Problem statement:
For the string "picture", report how many lines in the records below contain it, and nothing more.

Given records:
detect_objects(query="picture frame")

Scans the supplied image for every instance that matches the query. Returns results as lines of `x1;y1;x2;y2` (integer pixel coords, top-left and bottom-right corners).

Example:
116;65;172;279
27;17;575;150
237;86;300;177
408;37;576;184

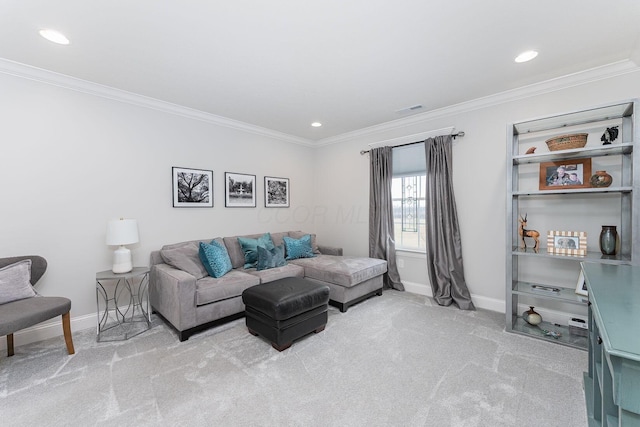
546;230;587;256
264;176;290;208
539;158;592;191
225;172;256;207
172;167;213;208
575;270;588;296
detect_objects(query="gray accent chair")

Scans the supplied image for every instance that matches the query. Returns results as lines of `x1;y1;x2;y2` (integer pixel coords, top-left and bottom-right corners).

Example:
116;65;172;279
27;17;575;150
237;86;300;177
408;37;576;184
0;256;75;358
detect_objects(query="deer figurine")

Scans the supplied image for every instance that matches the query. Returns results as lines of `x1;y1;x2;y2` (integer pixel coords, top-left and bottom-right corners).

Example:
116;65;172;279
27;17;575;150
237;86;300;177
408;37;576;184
518;214;540;251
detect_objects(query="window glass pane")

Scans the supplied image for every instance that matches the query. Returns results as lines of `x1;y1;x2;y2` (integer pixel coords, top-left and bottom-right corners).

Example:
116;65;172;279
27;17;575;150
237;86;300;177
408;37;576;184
392;144;426;251
392;175;426;251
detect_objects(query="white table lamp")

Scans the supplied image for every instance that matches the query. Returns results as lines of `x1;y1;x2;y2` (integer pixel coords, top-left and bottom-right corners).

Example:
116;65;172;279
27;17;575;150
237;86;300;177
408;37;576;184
106;218;139;273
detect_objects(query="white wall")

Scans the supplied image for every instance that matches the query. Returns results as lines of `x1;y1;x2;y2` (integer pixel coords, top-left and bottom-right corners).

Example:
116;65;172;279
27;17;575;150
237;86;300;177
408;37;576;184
0;70;317;344
314;69;640;314
3;61;640;347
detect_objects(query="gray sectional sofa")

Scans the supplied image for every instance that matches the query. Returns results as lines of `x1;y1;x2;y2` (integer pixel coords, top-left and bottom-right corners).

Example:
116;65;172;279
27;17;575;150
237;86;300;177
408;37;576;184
149;231;387;341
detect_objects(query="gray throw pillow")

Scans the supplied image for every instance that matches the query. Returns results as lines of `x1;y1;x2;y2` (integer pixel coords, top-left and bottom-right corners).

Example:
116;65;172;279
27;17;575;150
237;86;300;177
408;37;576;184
0;259;37;305
160;241;209;279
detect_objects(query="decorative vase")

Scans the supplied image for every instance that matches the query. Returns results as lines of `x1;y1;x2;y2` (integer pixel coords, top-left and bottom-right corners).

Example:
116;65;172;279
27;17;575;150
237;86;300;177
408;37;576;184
590;170;613;188
599;225;618;255
523;306;542;325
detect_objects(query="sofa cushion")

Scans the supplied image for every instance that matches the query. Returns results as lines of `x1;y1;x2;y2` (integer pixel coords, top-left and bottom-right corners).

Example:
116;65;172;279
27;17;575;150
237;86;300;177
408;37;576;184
290;255;388;288
283;234;316;260
198;240;233;278
257;244;287;271
161;241;210;279
247;263;305;284
270;232;289;248
223;232;309;268
288;231;321;254
237;233;275;269
195;270;260;306
0;259;37;305
224;233;266;269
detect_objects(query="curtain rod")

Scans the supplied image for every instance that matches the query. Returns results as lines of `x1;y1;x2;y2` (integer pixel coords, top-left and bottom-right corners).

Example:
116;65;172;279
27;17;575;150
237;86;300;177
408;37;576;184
359;131;465;155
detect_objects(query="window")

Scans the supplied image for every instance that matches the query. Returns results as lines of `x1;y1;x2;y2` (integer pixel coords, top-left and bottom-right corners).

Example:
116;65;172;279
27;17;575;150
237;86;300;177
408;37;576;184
392;144;426;251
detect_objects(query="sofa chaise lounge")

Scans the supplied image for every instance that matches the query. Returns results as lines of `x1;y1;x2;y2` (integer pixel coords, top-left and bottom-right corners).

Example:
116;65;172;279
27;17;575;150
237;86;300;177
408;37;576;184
149;231;387;341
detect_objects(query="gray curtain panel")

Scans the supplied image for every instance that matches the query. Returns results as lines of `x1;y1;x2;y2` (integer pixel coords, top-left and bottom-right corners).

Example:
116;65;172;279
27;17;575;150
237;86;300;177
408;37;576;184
369;147;404;290
424;136;475;310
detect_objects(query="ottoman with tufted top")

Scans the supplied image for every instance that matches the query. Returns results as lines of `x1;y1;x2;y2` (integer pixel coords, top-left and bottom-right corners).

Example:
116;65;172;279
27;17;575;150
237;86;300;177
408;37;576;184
241;277;330;351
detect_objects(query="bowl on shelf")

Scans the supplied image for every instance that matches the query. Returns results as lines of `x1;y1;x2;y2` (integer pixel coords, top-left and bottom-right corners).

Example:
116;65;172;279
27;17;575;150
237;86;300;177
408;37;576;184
545;133;588;151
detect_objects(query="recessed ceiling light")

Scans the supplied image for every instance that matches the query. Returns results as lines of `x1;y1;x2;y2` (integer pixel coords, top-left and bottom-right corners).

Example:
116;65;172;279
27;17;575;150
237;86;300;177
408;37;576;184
39;29;70;45
515;50;538;63
311;122;322;127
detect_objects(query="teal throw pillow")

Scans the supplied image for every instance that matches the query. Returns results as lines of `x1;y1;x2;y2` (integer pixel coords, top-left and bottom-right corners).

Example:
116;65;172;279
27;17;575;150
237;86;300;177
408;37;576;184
283;234;316;260
237;233;275;269
256;244;287;271
198;240;233;278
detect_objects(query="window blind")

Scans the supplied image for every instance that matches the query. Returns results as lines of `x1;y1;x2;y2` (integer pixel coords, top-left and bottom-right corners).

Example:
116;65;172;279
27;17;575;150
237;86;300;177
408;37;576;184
392;143;426;177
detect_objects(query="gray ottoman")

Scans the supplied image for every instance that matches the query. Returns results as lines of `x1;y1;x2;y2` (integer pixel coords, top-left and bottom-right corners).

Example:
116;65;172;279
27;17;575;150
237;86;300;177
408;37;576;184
241;277;330;351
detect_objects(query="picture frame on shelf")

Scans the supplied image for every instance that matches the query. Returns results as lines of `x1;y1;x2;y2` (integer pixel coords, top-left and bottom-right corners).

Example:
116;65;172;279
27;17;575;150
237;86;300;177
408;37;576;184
172;167;213;208
575;270;587;296
225;172;256;207
547;231;587;256
264;176;290;208
539;158;592;191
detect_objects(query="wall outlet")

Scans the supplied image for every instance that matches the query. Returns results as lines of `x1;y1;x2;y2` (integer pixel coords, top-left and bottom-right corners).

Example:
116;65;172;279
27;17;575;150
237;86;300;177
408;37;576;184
397;259;405;268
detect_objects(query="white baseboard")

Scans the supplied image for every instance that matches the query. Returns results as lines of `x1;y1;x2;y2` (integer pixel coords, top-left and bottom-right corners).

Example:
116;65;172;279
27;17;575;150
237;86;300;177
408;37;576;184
0;312;96;351
403;281;586;327
1;299;157;351
402;280;431;296
403;281;505;313
2;284;584;351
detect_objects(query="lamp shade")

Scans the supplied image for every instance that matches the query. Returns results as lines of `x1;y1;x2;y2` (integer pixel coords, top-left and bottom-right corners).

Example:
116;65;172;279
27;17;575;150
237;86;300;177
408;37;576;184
106;219;139;246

Output for this exercise:
2